**TASK DIRECTIONS**
Print every entry, word for word, and skip the images.

**MATERIALS PROVIDED**
** START **

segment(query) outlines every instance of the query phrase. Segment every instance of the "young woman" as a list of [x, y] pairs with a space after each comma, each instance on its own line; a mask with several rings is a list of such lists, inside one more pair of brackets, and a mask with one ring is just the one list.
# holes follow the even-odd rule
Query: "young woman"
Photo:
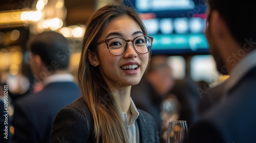
[[59, 111], [51, 142], [159, 142], [154, 119], [130, 98], [148, 63], [153, 38], [147, 34], [136, 11], [123, 4], [92, 15], [78, 69], [82, 97]]

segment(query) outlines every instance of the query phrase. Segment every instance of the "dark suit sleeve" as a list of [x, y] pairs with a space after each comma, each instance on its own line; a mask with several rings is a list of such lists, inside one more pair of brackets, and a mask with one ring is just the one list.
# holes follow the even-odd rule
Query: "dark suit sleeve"
[[220, 130], [212, 123], [201, 121], [196, 123], [188, 133], [189, 143], [227, 143]]
[[51, 142], [90, 142], [92, 126], [85, 115], [73, 108], [60, 110], [53, 123]]
[[12, 121], [14, 127], [13, 143], [37, 142], [35, 138], [35, 128], [31, 120], [31, 114], [23, 109], [19, 104], [14, 106], [14, 113]]

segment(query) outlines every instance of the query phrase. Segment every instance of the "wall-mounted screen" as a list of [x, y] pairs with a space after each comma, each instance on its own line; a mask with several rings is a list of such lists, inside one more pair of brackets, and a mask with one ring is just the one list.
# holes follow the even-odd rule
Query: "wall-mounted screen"
[[153, 54], [208, 53], [205, 0], [130, 0], [126, 4], [136, 9], [154, 37]]

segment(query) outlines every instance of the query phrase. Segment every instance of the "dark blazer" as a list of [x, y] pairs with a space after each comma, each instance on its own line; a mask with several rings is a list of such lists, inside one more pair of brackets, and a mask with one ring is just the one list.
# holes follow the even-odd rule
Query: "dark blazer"
[[[3, 91], [4, 93], [4, 90]], [[10, 102], [8, 98], [8, 102]], [[5, 111], [8, 111], [5, 109], [5, 104], [2, 100], [0, 100], [0, 142], [1, 143], [9, 143], [11, 142], [11, 134], [10, 132], [10, 121], [9, 117], [9, 115], [6, 116], [7, 112]], [[7, 128], [6, 128], [7, 127]], [[7, 130], [7, 131], [6, 131]], [[7, 133], [6, 133], [7, 132]]]
[[[138, 110], [140, 142], [159, 142], [157, 126], [148, 113]], [[53, 123], [51, 142], [95, 142], [93, 120], [85, 102], [80, 98], [60, 110]], [[62, 141], [62, 142], [60, 142]]]
[[54, 82], [37, 93], [17, 101], [12, 121], [13, 142], [50, 142], [52, 124], [57, 112], [80, 97], [77, 84]]
[[255, 73], [254, 67], [193, 126], [189, 143], [255, 142]]

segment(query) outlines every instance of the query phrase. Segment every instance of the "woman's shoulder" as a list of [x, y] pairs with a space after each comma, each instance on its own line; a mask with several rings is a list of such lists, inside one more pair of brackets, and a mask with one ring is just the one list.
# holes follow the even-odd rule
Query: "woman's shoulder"
[[73, 112], [82, 115], [86, 118], [91, 118], [91, 114], [87, 104], [82, 98], [79, 98], [72, 104], [61, 109], [59, 112]]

** END **

**OUTPUT BELOW**
segment(query) outlines every instance of the query phrase. Segment every instance of the "young woman" as a list of [x, y] pairs with a space after each comma, each instance on its own line; a mask with several rings is a list of such lists, inside one more pair of brackets, and a mask with one ring is just the one list.
# holes follow the even-odd rule
Query: "young woman"
Photo:
[[59, 111], [51, 142], [159, 142], [154, 119], [130, 98], [148, 63], [153, 38], [147, 34], [136, 11], [123, 4], [92, 15], [78, 69], [82, 97]]

segment(query) outlines every instance of the query phrase. Segment every instance of the "dark suit sleeve" as a list of [x, y] pairs with a space after each comma, each instance on its own line; a mask with several rings is a list of such lists, inside one more pair of brackets, and a mask with one ring is just the one list.
# holes follow the even-odd rule
Query: "dark suit sleeve"
[[220, 130], [212, 123], [201, 121], [196, 123], [188, 133], [189, 143], [227, 143]]
[[51, 142], [90, 142], [92, 126], [85, 115], [73, 108], [60, 110], [53, 123]]
[[12, 121], [14, 127], [13, 143], [37, 142], [35, 138], [35, 128], [31, 120], [31, 114], [23, 109], [19, 104], [14, 106], [14, 113]]

segment(query) outlines every instance of the query phrase. Segment every instance of the "wall-mounted screen" as a list of [x, y] pairs with a space after each comma, each instance on its own line; a mask with several rings is a list of such lists, inside one more pair of brackets, and a mask with one ring is just the one list.
# holes follow the even-odd rule
Query: "wall-mounted screen"
[[153, 54], [208, 53], [205, 0], [130, 0], [126, 4], [136, 9], [154, 37]]

segment(query) outlines every instance of the query phrase. Segment every instance of the "dark blazer" as a list of [x, y] pairs with a space after each comma, each instance on its own line; a mask with several rings is a list of such lists, inside one more pair of brackets, and a mask with one ring is just the one list.
# holes follow the even-odd rule
Query: "dark blazer"
[[[3, 91], [4, 93], [4, 90]], [[10, 102], [8, 98], [8, 102]], [[5, 111], [8, 111], [5, 109], [5, 104], [2, 100], [0, 100], [0, 142], [1, 143], [9, 143], [11, 142], [11, 134], [10, 132], [10, 121], [9, 117], [9, 115], [6, 116], [7, 112]], [[7, 128], [6, 128], [7, 127]], [[7, 130], [7, 131], [6, 131]], [[7, 133], [6, 133], [7, 132]]]
[[[138, 110], [140, 142], [159, 142], [157, 126], [148, 113]], [[53, 123], [51, 142], [95, 142], [93, 120], [85, 102], [80, 98], [60, 110]], [[62, 141], [62, 142], [60, 142]]]
[[54, 82], [37, 93], [17, 101], [12, 121], [13, 142], [50, 142], [52, 124], [57, 112], [80, 97], [77, 84]]
[[255, 73], [254, 67], [193, 126], [189, 143], [255, 142]]

segment(query) outlines every instance of the query phrase. Segment every instance of the "woman's shoulder" as a list of [x, y] pairs with a space after each comma, each instance on its own line; a mask with several rings is a list of such lists, inside one more pair of brackets, and a mask with one ring is just the one list.
# holes follow the even-odd rule
Query: "woman's shoulder"
[[73, 112], [82, 115], [86, 118], [91, 118], [91, 114], [87, 104], [82, 98], [79, 98], [72, 104], [61, 109], [59, 112]]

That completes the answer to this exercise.